Identify every line below that contains the word "foliage" and copy each of those lines in full.

Excerpt from a dataset:
/---

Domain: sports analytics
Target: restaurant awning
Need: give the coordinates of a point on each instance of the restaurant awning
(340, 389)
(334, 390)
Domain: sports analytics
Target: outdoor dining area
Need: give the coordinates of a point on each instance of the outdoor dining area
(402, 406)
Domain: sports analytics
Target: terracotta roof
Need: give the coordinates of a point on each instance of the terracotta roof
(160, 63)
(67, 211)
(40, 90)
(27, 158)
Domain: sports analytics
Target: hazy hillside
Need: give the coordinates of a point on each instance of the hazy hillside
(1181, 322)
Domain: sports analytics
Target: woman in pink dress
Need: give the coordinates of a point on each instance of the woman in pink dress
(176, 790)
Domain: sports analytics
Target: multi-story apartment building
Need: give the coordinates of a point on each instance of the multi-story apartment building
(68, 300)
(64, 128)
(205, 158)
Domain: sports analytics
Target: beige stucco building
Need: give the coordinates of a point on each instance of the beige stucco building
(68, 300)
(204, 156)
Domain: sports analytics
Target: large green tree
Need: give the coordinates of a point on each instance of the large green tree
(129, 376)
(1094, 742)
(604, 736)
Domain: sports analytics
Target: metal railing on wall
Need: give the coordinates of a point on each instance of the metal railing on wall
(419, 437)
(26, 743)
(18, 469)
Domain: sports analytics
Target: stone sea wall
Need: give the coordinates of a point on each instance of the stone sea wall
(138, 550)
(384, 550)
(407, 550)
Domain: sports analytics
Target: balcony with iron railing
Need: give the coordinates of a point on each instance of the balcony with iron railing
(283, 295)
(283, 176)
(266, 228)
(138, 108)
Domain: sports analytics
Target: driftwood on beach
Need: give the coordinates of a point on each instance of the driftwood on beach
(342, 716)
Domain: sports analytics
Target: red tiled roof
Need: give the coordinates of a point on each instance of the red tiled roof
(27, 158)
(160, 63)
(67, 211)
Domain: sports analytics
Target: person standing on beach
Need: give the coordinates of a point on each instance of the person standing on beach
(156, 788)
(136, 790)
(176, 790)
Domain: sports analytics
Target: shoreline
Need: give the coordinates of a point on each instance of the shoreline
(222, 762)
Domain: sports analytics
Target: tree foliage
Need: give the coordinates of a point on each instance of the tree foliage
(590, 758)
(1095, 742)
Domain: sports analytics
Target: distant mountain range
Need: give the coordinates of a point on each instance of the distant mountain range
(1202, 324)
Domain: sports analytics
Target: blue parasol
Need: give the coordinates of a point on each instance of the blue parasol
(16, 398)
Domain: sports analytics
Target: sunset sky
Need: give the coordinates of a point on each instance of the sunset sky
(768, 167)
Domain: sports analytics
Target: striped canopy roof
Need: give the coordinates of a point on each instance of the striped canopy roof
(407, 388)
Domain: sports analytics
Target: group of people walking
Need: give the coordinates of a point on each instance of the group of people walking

\---
/---

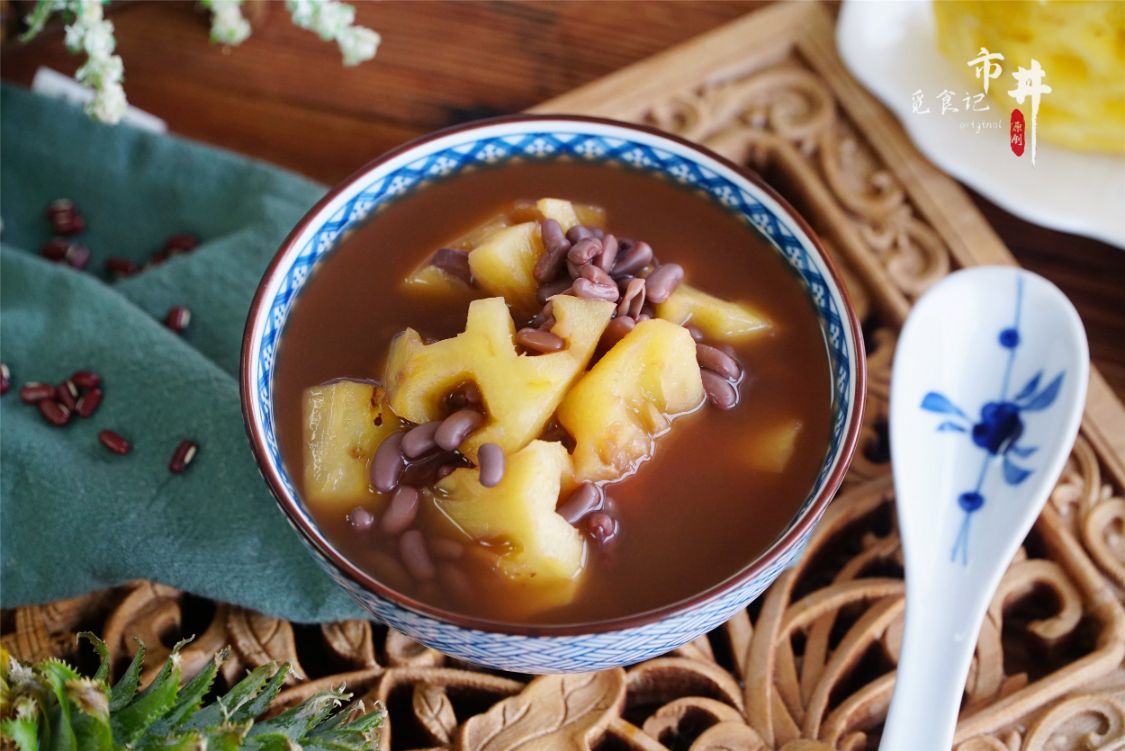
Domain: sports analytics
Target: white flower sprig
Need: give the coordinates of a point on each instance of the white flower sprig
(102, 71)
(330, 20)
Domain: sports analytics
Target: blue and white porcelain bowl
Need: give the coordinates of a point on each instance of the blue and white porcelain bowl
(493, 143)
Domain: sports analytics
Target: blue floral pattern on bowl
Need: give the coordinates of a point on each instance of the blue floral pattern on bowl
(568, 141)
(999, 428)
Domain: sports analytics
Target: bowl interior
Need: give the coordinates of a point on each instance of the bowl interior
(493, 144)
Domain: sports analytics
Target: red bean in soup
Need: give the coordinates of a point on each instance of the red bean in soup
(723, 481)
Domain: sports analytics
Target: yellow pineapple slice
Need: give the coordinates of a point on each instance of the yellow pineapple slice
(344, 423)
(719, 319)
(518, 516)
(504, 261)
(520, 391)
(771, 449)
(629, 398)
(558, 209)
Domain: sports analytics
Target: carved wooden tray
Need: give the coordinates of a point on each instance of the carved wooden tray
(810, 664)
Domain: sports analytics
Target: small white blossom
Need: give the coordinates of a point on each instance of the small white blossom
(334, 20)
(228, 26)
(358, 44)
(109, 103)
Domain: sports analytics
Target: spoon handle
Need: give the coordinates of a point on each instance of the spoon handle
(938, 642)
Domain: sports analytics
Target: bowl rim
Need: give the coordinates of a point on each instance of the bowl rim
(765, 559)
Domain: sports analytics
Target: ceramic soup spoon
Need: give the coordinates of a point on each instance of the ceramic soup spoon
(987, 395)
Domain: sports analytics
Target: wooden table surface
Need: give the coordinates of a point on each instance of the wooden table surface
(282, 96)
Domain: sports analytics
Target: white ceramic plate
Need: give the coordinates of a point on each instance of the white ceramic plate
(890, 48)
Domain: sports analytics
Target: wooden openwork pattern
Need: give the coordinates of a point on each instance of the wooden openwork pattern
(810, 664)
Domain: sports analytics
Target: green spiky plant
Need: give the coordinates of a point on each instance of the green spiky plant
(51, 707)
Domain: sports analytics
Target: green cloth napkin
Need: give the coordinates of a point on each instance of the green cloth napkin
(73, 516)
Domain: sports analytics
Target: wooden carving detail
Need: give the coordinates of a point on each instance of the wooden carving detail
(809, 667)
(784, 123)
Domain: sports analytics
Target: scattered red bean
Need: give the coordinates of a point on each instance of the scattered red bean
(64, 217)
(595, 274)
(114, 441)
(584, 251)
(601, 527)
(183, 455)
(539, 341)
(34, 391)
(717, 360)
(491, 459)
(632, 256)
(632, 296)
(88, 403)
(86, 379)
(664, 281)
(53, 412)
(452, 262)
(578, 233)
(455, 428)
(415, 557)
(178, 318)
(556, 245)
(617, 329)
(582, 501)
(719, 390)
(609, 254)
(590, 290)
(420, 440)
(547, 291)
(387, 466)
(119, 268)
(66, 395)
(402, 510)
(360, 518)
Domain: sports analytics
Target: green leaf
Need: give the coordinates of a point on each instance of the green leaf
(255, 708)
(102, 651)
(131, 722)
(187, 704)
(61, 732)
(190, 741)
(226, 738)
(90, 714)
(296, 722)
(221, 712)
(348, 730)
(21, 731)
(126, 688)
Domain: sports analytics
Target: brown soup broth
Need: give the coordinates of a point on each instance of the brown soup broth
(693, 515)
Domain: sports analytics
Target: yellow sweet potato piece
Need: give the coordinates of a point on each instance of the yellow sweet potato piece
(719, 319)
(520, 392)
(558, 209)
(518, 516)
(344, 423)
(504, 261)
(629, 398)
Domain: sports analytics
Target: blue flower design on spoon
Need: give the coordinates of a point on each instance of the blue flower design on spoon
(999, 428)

\---

● FINISHED EXERCISE
Target: tree foliage
Need: give the coordinates of a point on each instance of the tree foliage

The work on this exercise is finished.